Task objective
Output, please, every line from the line that holds "around the window." to the end, exactly as written.

□ □ □ □ □ □ □

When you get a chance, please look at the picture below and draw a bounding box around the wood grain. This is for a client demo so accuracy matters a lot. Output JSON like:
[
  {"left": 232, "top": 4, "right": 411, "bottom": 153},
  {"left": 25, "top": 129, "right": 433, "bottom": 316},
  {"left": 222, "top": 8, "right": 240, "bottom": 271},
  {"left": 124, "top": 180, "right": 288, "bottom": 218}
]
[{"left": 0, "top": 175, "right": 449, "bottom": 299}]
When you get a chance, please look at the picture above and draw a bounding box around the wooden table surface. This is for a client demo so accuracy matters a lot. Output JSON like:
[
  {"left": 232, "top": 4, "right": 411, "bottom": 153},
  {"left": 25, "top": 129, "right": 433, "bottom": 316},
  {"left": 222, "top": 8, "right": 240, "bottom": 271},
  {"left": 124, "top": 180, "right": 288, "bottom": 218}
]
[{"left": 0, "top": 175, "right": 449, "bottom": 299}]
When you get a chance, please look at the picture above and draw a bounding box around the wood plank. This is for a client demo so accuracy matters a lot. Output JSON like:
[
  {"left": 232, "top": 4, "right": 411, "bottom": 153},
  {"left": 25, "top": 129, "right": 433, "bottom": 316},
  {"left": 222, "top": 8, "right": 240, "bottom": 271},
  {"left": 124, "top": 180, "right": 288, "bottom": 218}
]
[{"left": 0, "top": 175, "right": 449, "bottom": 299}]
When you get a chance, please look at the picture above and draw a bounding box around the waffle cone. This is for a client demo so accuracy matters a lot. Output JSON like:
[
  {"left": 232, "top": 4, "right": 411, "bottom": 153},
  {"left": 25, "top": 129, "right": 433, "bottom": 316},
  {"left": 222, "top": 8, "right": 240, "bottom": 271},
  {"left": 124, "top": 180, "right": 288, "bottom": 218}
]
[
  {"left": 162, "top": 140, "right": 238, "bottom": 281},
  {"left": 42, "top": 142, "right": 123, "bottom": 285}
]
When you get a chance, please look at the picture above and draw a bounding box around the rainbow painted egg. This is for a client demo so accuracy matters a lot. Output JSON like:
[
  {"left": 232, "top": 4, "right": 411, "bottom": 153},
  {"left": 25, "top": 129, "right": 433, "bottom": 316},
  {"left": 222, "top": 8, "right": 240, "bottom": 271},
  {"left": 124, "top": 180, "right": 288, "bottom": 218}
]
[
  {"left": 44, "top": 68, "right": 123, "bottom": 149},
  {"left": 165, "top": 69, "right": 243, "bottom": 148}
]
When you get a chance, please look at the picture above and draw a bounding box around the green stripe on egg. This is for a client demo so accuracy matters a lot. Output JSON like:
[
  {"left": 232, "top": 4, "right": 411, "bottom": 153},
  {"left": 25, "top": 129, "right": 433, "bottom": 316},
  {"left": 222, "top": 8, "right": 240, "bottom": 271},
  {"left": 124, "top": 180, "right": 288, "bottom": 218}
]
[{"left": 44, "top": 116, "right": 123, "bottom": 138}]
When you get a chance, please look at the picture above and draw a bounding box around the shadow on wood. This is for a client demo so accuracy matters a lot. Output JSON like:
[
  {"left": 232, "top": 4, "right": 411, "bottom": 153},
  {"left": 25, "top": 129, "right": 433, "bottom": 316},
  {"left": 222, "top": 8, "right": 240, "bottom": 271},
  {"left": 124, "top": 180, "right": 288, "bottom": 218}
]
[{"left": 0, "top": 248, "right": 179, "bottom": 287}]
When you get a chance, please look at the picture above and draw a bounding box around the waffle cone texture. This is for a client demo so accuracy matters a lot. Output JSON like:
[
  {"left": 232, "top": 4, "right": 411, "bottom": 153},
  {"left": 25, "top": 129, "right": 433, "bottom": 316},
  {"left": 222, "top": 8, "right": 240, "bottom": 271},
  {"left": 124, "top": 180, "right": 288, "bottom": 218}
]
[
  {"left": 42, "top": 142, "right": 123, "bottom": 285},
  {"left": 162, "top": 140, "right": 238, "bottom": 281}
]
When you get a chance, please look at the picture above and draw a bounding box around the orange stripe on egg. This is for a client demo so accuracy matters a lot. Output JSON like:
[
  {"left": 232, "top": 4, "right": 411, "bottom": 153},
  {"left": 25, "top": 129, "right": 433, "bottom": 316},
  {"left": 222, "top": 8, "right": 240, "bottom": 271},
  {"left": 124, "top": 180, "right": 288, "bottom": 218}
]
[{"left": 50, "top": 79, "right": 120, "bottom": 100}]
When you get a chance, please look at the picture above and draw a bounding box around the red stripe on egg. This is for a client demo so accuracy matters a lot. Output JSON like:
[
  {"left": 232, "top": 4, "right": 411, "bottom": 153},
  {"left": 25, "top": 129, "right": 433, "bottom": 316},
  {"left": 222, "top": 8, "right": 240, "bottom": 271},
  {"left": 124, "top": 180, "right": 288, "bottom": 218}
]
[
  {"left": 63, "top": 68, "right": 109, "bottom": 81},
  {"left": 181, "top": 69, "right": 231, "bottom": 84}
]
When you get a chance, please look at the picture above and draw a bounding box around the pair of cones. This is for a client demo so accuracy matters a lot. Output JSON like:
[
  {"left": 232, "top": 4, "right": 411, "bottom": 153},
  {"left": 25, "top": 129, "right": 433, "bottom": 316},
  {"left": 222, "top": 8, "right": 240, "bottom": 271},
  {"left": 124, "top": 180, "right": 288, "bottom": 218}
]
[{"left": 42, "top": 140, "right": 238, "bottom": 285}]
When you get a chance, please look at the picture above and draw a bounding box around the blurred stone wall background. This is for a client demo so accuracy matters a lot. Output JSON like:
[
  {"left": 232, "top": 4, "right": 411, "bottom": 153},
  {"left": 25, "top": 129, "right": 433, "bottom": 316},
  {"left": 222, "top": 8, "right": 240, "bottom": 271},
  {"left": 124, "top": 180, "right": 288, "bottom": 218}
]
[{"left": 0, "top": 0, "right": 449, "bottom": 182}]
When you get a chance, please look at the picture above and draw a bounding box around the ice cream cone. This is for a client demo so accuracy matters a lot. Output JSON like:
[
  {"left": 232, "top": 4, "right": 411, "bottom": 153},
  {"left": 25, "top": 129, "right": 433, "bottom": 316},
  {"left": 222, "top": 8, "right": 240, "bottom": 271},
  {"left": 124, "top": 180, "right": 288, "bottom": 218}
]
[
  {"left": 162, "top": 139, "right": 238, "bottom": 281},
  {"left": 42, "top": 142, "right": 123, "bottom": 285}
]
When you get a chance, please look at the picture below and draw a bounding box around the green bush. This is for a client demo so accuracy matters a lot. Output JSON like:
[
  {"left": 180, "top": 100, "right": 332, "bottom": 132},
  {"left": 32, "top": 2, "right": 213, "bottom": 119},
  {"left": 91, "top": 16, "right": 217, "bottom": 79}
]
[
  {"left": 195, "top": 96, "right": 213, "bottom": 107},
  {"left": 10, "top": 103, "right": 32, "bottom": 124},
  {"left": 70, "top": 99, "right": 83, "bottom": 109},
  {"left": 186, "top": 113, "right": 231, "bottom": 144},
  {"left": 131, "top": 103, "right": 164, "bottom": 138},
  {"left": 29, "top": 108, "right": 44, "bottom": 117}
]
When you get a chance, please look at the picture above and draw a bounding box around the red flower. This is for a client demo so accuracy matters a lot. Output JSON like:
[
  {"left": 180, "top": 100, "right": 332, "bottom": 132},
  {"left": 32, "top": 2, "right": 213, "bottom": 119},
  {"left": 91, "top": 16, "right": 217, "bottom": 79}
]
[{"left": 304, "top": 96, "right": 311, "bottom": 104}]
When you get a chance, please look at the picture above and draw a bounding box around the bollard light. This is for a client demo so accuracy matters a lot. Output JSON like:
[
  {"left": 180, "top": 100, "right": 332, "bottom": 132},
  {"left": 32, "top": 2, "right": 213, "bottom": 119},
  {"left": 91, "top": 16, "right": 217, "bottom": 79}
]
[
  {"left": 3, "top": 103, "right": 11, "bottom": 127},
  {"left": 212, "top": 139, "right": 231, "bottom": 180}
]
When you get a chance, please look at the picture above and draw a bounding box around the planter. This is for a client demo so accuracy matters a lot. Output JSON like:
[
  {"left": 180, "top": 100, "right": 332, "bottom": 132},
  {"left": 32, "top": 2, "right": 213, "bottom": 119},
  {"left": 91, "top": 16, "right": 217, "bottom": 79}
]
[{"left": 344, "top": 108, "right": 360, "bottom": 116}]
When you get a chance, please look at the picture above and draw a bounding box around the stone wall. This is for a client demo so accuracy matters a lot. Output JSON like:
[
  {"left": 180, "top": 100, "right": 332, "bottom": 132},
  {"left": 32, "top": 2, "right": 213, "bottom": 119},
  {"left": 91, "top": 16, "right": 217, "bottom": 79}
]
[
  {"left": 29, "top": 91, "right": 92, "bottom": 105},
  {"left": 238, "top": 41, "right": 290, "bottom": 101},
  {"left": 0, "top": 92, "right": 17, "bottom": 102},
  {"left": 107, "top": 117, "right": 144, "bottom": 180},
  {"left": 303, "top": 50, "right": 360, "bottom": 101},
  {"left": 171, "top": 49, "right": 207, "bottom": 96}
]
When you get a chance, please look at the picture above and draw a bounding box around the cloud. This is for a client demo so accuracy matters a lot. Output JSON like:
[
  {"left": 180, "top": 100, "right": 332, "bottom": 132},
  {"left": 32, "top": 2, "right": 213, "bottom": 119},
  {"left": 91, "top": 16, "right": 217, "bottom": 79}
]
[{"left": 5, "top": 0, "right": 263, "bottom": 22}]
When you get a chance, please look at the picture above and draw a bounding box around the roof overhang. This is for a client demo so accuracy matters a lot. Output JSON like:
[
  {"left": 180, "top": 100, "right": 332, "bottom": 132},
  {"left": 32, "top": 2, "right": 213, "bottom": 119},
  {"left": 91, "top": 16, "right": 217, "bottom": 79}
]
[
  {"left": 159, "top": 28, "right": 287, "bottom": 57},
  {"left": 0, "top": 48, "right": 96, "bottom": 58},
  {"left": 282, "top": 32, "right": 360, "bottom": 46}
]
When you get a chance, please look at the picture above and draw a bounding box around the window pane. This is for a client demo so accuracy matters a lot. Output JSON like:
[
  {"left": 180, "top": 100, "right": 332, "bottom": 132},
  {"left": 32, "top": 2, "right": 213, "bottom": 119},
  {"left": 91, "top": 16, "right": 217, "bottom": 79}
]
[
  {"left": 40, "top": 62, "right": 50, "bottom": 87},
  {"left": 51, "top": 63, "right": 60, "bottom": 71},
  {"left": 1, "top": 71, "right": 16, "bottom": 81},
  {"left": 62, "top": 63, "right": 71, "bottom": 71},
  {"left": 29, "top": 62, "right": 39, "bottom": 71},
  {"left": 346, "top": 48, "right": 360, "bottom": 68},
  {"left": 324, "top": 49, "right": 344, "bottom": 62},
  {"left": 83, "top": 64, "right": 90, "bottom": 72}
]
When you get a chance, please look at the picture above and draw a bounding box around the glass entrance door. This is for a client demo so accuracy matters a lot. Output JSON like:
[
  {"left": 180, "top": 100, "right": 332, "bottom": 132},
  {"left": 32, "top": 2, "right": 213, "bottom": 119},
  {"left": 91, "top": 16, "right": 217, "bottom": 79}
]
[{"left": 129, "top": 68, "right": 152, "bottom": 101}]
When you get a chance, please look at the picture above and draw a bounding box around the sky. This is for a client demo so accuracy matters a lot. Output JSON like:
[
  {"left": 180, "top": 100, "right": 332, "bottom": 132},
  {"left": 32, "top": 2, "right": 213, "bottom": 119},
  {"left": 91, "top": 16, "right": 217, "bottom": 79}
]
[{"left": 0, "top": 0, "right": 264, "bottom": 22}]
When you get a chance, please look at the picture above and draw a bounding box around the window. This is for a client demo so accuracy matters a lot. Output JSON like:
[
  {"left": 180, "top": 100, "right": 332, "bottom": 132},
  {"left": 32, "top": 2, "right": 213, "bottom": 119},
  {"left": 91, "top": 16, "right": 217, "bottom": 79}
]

□ □ □ □ □ □ □

Response to the exercise
When you get a chance, please look at the picture above and draw a bounding box around the window. This is for a client demo so accuracy matters a lot. Output JSON like:
[
  {"left": 180, "top": 100, "right": 332, "bottom": 132},
  {"left": 32, "top": 2, "right": 213, "bottom": 119},
  {"left": 91, "top": 16, "right": 217, "bottom": 79}
]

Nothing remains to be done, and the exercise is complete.